What the exercise asks: Before you finish, make sure each line of the records has been retyped exactly.

*** Data provided Section Begins ***

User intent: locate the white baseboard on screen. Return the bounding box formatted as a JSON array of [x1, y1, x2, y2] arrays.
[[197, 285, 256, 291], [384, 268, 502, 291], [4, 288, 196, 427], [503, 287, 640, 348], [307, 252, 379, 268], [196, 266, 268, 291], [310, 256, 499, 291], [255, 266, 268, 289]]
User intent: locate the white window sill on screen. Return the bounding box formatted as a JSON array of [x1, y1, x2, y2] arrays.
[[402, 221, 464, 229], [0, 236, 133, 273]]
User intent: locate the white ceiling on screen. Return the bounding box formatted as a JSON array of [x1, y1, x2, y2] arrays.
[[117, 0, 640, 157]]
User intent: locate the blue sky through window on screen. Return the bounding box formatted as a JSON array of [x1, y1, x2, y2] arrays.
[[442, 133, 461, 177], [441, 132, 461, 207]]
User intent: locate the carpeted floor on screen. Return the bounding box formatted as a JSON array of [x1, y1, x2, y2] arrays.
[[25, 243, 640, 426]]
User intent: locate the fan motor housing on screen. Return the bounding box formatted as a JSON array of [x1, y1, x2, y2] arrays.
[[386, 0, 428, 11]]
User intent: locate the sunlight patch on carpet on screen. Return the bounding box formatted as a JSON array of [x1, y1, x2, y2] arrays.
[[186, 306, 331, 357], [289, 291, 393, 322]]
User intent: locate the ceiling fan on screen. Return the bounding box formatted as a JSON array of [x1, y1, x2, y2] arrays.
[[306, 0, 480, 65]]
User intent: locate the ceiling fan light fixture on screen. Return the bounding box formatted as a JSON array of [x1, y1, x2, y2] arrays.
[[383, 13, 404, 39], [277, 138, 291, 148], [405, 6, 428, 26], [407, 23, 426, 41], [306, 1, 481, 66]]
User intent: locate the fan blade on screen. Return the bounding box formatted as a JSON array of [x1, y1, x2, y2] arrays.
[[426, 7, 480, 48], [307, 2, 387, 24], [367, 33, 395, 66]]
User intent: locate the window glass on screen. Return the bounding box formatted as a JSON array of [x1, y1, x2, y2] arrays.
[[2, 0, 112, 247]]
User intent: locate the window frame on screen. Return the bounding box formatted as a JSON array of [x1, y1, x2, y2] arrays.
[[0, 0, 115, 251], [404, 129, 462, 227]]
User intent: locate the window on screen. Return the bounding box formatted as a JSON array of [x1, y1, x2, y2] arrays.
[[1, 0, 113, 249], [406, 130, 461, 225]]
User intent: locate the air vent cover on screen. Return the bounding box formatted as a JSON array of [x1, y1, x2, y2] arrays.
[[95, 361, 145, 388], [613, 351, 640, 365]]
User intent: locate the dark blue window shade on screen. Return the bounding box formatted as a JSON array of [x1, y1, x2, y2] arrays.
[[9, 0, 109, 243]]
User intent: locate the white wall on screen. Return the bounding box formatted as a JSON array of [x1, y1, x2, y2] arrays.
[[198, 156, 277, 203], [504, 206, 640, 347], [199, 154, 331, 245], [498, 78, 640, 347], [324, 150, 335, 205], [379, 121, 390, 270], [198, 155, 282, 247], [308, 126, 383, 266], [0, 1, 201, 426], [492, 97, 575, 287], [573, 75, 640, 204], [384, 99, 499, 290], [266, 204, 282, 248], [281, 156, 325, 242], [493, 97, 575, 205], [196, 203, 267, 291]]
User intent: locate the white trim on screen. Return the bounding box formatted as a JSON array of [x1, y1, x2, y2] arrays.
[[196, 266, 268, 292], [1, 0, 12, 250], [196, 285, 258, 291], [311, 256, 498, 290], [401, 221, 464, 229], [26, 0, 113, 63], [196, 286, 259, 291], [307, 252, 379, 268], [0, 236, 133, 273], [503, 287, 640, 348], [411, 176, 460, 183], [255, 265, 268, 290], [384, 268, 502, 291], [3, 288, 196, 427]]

*** Data provided Section Ends ***

Answer area:
User intent: locate the white baseboard on screen. Return the bounding box formatted as a JSON array of [x1, y1, x2, y2] arrays.
[[197, 285, 256, 291], [384, 268, 502, 291], [4, 288, 196, 427], [503, 287, 640, 348], [307, 252, 379, 268], [196, 266, 268, 291], [310, 256, 499, 291], [255, 266, 268, 289]]
User intent: locate the white window sill on screen. Return the bounding box formatted as a JSON array of [x1, y1, x2, y2] arrays.
[[402, 221, 464, 229], [0, 236, 133, 273]]
User intent: locate the white ceiling on screen. Return the bounding box formatted as a JSON array of [x1, y1, x2, y2] arrays.
[[117, 0, 640, 157]]
User intent: locate the blue sky through window on screen. Return the bounding box formatted as a JSON array of [x1, y1, x2, y2] arrays.
[[442, 133, 461, 177], [441, 132, 461, 207]]
User intent: locate the carpeted floor on screen. Return the bounding box formatted as a JSON array of [x1, y1, x2, y2] arrays.
[[25, 243, 640, 426]]
User intent: locate the fan motor housing on screen. Return the bounding box formatted as a JSON array of [x1, y1, x2, y2] arrays.
[[386, 0, 428, 11]]
User intent: locate the sunlight patch on carpet on screen. Return the bounding box formatted as a JSON array of [x1, y1, x2, y2] arrays.
[[186, 306, 331, 357], [289, 291, 393, 322]]
User intent: locate the ceiling fan on screen. Return the bounding box formatted as a JSON array of [x1, y1, x2, y2] arrays.
[[306, 0, 480, 65]]
User intent: locate the ceiling fan light fixture on screen. Return the bounding box formatted as a JSON array of [x1, y1, x2, y2] arrays.
[[383, 13, 404, 39], [277, 138, 291, 148], [405, 6, 428, 26], [407, 23, 426, 41], [306, 1, 481, 66]]
User intent: locate the fan blade on screen. Return the bounding box formatted as a JSON array of [x1, y1, x2, y2] arrays.
[[426, 7, 480, 48], [307, 2, 387, 24], [367, 33, 395, 66]]
User intent: locate the window glass on screen. Return the bounding box formatted as a JSON array of [x1, y1, x2, y2] arrays.
[[2, 0, 112, 247]]
User intent: locate the window frame on screen. Return the bounding box formatted as a JSON array of [x1, y1, x2, y2] arrays.
[[0, 0, 115, 251], [404, 129, 462, 227]]
User intent: locate the window on screen. Return the bounding box formatted as a JSON array of [x1, y1, x2, y2] arrays.
[[1, 0, 113, 249], [406, 130, 461, 225]]
User intent: locate the air vent cover on screen. Return the bounding box formatted as a JSON array of [x1, y1, x2, y2] arrays.
[[95, 361, 145, 388], [613, 351, 640, 365]]
User intent: locate the dark blue window shade on screen. Return the bounding box formatted as a JSON array of [x1, y1, x2, y2] arrays.
[[9, 0, 109, 243]]
User intent: locate the white wall on screen. Return the bounding box formatted as a JSON array of [x1, y1, x2, y2] arrays.
[[198, 156, 277, 203], [504, 206, 640, 347], [199, 154, 331, 245], [498, 78, 640, 347], [324, 150, 335, 205], [379, 121, 390, 270], [198, 155, 282, 247], [308, 126, 383, 266], [0, 1, 201, 426], [492, 97, 575, 287], [573, 75, 640, 204], [384, 99, 499, 290], [266, 204, 282, 248], [281, 156, 325, 242], [493, 97, 575, 205], [196, 203, 267, 291]]
User intent: locate the white trim on screen. Return the bounding box formatted as a JSON array of [x1, y1, x2, y2] arrays.
[[196, 266, 268, 292], [1, 0, 12, 250], [196, 285, 258, 291], [311, 256, 498, 290], [401, 221, 464, 229], [26, 0, 113, 63], [196, 286, 259, 291], [307, 252, 379, 268], [0, 236, 133, 273], [503, 287, 640, 348], [411, 176, 460, 183], [255, 265, 268, 290], [384, 268, 502, 291], [3, 288, 196, 427]]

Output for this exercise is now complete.